** WHAT IS BEING ASKED **
Would you please output the data exactly, omitting no line?

** DATA SHOWN **
========================================
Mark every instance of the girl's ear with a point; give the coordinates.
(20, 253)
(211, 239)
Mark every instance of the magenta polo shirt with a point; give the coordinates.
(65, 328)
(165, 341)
========================================
** RESULT **
Mark every instance of the girl's ear with a point; give the coordinates.
(20, 253)
(211, 239)
Mark every instance of the magenta polo shirt with a point; give the coordinates.
(65, 328)
(165, 341)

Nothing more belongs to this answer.